→ What to do:
Can you lay out the rows below as a Markdown table with two columns, Number and Line, where each line gets its own numbered row and blank lines are left out?

──────── Materials provided

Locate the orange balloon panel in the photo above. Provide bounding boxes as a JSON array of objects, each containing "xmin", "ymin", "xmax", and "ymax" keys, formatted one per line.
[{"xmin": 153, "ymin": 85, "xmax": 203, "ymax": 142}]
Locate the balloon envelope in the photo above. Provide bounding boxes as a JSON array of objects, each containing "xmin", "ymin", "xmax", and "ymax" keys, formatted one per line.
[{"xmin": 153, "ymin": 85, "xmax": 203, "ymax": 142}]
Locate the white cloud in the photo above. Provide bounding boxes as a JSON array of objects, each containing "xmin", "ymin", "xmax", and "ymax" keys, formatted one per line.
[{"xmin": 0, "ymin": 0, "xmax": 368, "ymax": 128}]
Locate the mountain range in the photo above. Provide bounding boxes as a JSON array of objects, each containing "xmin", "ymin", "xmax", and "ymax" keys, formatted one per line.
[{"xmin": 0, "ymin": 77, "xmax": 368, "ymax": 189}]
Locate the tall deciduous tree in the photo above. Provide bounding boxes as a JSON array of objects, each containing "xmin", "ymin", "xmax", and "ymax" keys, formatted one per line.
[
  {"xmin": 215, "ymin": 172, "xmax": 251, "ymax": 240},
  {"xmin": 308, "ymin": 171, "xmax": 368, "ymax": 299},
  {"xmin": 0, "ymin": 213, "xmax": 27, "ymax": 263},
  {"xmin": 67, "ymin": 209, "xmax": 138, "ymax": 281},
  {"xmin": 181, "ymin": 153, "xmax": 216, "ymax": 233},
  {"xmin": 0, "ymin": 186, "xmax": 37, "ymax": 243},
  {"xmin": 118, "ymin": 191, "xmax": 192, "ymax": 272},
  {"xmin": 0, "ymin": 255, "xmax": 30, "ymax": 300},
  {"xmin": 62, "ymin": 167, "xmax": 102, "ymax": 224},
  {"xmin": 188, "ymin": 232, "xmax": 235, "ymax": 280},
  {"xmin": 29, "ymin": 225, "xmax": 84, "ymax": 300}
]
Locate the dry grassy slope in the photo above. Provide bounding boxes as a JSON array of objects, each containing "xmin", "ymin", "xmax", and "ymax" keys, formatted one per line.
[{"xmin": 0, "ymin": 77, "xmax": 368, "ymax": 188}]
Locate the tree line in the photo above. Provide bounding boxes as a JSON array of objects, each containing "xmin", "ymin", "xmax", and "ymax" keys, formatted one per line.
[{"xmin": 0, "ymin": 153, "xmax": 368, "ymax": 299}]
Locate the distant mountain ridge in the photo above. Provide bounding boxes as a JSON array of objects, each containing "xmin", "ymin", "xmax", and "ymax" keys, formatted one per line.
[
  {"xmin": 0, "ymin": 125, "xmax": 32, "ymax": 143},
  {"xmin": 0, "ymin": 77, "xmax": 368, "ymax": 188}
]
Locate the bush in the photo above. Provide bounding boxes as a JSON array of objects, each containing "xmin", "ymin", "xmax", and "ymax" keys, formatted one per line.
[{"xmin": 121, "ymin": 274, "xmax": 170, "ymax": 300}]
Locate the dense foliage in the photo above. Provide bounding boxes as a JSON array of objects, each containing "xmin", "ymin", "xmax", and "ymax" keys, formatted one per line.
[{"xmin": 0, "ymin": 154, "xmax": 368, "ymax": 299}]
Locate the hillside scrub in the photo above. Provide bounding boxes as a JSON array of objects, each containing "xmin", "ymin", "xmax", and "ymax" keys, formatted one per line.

────────────────

→ Answer below:
| Number | Line |
|---|---|
| 1 | Locate the orange balloon panel in the photo above. Provide bounding boxes as a JSON array of objects, each containing "xmin", "ymin", "xmax", and "ymax" keys, formatted one per line. |
| 2 | [{"xmin": 153, "ymin": 85, "xmax": 203, "ymax": 142}] |
| 3 | Locate the balloon envelope in the photo above. Provide bounding boxes as a JSON array of objects, each containing "xmin", "ymin", "xmax", and "ymax" keys, formatted one per line. |
| 4 | [{"xmin": 153, "ymin": 85, "xmax": 203, "ymax": 142}] |
| 5 | Locate the white cloud in the photo above. Provide bounding boxes as a JSON array of objects, each containing "xmin", "ymin", "xmax", and "ymax" keys, formatted one per line. |
| 6 | [{"xmin": 0, "ymin": 0, "xmax": 368, "ymax": 128}] |
| 7 | Locate the mountain range in the photo above. Provide bounding boxes as a JSON array of objects, each containing "xmin", "ymin", "xmax", and "ymax" keys, formatted one per line. |
| 8 | [{"xmin": 0, "ymin": 77, "xmax": 368, "ymax": 189}] |
| 9 | Locate the tall deciduous tree in the photo above. Provide bounding boxes as a JSON array of objects, each containing "xmin", "ymin", "xmax", and "ymax" keys, formatted one per line. |
| 10 | [ |
| 11 |   {"xmin": 215, "ymin": 172, "xmax": 251, "ymax": 240}, |
| 12 |   {"xmin": 308, "ymin": 171, "xmax": 368, "ymax": 299}, |
| 13 |   {"xmin": 0, "ymin": 213, "xmax": 27, "ymax": 263}, |
| 14 |   {"xmin": 67, "ymin": 209, "xmax": 138, "ymax": 281}, |
| 15 |   {"xmin": 181, "ymin": 153, "xmax": 216, "ymax": 233}, |
| 16 |   {"xmin": 0, "ymin": 186, "xmax": 37, "ymax": 243}, |
| 17 |   {"xmin": 118, "ymin": 191, "xmax": 192, "ymax": 272}, |
| 18 |   {"xmin": 0, "ymin": 255, "xmax": 30, "ymax": 300}, |
| 19 |   {"xmin": 62, "ymin": 167, "xmax": 102, "ymax": 224}, |
| 20 |   {"xmin": 188, "ymin": 232, "xmax": 235, "ymax": 280}, |
| 21 |   {"xmin": 29, "ymin": 225, "xmax": 84, "ymax": 300} |
| 22 | ] |
| 23 | Locate the dry grassy slope in the photo above. Provide bounding boxes as a JSON array of objects, each containing "xmin", "ymin", "xmax", and "ymax" keys, formatted one per line. |
| 24 | [{"xmin": 0, "ymin": 77, "xmax": 368, "ymax": 188}] |
| 25 | Locate the tree line in the photo above. Provide bounding boxes as a JSON array of objects, each containing "xmin", "ymin", "xmax", and "ymax" keys, formatted one per line. |
| 26 | [{"xmin": 0, "ymin": 153, "xmax": 368, "ymax": 299}] |
| 27 | Locate the distant mountain ridge in the photo above. Provide bounding boxes as a JSON array of objects, each containing "xmin", "ymin", "xmax", and "ymax" keys, formatted one per line. |
| 28 | [ |
| 29 |   {"xmin": 0, "ymin": 125, "xmax": 32, "ymax": 143}, |
| 30 |   {"xmin": 0, "ymin": 77, "xmax": 368, "ymax": 188} |
| 31 | ] |
| 32 | Locate the bush in the photo above. Provide bounding boxes as a JSON array of objects, each containing "xmin", "ymin", "xmax", and "ymax" keys, formatted one per line. |
| 33 | [{"xmin": 121, "ymin": 274, "xmax": 170, "ymax": 300}] |
| 34 | Locate the dense foliage in the photo above. Provide bounding boxes as a JSON array of objects, each containing "xmin", "ymin", "xmax", and "ymax" keys, formatted one per line. |
| 35 | [{"xmin": 0, "ymin": 154, "xmax": 368, "ymax": 299}] |
| 36 | Locate the hillside scrub in the photo above. Provide bounding boxes as a JSON array of objects, each containing "xmin", "ymin", "xmax", and "ymax" keys, formatted one per line. |